Texte fourni:
=======

Analyse UFAPEC mai 2017 par D. Houssonloge

08.17/ Des jeunes plus violents ou une société devenue hypersensible à la violence ?

Introduction

Régulièrement, les médias mettent à la une des faits de violence juvénile : bagarres, vols, agressions notamment avec armes, etc.

Les faits de violence se limitent-ils à une minorité de jeunes ou est-on face à un vrai problème de société ?

L’enjeu sociétal de cette publication est d’analyser les faits et confronter nos représentations pour tenter de répondre aux questions suivantes : y a-t-il plus de violence chez les jeunes ou une violence plus forte qu’autrefois ? Cette violence est-elle un signal d’alarme pour nous dire que notre jeunesse part à la dérive ? Ou sont-ce nos représentations de la violence et de nos rapports à l’autre qui ont évolué ? Est-ce le signe que notre société, sans s’en rendre compte, a revu son seuil de tolérance par rapport la violence et si oui pourquoi ?[1]

Une jeunesse plus violente ?

Une image fréquemment véhiculée dans les médias comme dans la société est celle d’une jeunesse plus violente qu’autrefois. Selon la sociologue Véronique le Goaziou qui a étudié les représentations véhiculées en la matière, on pense qu’il y aurait aussi une augmentation du nombre d’agissements violents chez les jeunes et que les premiers faits seraient commis de plus en plus tôt.[2] Au final, on en arrive à voir les jeunes comme dangereux. Qu’en est-il vraiment ?

Tout d’abord, arrêtons-nous sur la définition de la violence. Le sujet de notre analyse sera centré sur la violence dans les relations interpersonnelles de la vie ordinaire que l’on peut aussi nommer violence sociale[3], laquelle prend d’abord la forme de la délinquance et de la criminalité violente : coups et blessures, homicides, braquages, vols, dégradations, insultes, menaces, rackets, atteintes sexuelles, tortures.[4]

Aujourd’hui, le terme violence qui s’était longtemps limités aux violences physiques désigne aussi les violences psychologiques comme les violences verbales et le harcèlement moral.[5]

Rappelons d’abord que de tout temps, on a craint les jeunes, en évoquant leurs désordres potentiels. Souvent en groupe, extravertis et bruyants, utilisant un langage provoquant même entre eux, les jeunes peuvent faire peur. Dans les faits, ce n’est qu’une très petite partie d’entre eux qui se révèle agressive !

La violence des garçons

D’après les études menées, ce sont les garçons qui restent majoritairement auteurs des actes de violence.[6] Certaines théories attribuent les causes à des facteurs biopsychologiques : la violence des hommes, des mâles même, est inscrite dans leur nature.[7] D’autres théories et l’apport de la sociologie montrent que c’est la distribution des rôles sociaux, et donc l’éducation, qui rendent les hommes et les femmes plus ou moins violents. [8] La question est donc posée : devrait-on éduquer les garçons différemment ?

=======

Enregistrements conservés:
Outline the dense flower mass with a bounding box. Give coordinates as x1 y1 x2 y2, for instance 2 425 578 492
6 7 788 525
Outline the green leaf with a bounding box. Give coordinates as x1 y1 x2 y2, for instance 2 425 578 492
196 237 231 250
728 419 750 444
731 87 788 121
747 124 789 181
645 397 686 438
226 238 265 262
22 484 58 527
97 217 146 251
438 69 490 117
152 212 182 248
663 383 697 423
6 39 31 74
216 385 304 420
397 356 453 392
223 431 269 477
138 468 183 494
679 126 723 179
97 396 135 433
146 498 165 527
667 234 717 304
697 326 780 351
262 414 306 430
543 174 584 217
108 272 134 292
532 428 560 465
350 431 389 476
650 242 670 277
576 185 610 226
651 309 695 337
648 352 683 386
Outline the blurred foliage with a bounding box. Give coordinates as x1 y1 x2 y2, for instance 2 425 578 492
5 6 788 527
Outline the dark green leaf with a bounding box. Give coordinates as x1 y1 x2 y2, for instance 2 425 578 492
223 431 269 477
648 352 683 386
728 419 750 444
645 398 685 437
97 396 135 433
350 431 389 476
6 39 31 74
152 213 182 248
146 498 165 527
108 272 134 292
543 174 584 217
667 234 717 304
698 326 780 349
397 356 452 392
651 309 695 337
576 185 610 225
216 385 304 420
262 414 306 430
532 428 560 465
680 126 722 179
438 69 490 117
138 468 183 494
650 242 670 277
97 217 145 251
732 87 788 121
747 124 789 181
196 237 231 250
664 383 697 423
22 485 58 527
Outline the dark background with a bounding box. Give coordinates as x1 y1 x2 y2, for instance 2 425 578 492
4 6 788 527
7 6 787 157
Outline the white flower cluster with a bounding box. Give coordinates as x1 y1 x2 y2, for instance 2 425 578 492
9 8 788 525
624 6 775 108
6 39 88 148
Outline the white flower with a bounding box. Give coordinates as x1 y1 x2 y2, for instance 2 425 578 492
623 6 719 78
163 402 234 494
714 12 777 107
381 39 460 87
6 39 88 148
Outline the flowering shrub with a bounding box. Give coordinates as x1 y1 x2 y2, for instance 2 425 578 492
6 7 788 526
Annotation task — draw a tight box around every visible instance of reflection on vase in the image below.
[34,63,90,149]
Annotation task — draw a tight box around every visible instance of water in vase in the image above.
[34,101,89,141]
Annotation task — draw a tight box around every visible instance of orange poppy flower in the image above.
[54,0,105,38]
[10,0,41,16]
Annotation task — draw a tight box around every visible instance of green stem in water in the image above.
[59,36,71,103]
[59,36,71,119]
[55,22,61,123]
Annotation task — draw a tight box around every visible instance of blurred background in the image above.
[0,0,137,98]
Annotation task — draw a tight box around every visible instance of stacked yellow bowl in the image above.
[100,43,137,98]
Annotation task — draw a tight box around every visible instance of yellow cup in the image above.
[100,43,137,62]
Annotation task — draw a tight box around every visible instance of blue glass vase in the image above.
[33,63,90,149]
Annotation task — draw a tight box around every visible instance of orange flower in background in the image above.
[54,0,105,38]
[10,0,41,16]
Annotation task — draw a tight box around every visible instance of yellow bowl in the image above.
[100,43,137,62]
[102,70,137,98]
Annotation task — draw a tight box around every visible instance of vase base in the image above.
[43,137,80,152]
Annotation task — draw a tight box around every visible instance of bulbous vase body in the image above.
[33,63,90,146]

=======

Travail à réaliser:
- A) D'après les études citées dans l'analyse sur la violence des jeunes, qui demeure majoritairement auteur des actes de violence ?
- B) Traduisez en anglais la phrase suivante, tirée de l'analyse sur la violence des jeunes : « Régulièrement, les médias mettent à la une des faits de violence juvénile : bagarres, vols, agressions notamment avec armes, etc. »

Corrigé par tâche:
- A) Les garçons.

- B) Regularly, the media put incidents of juvenile violence on the front page: fights, thefts, assaults, notably with weapons, etc.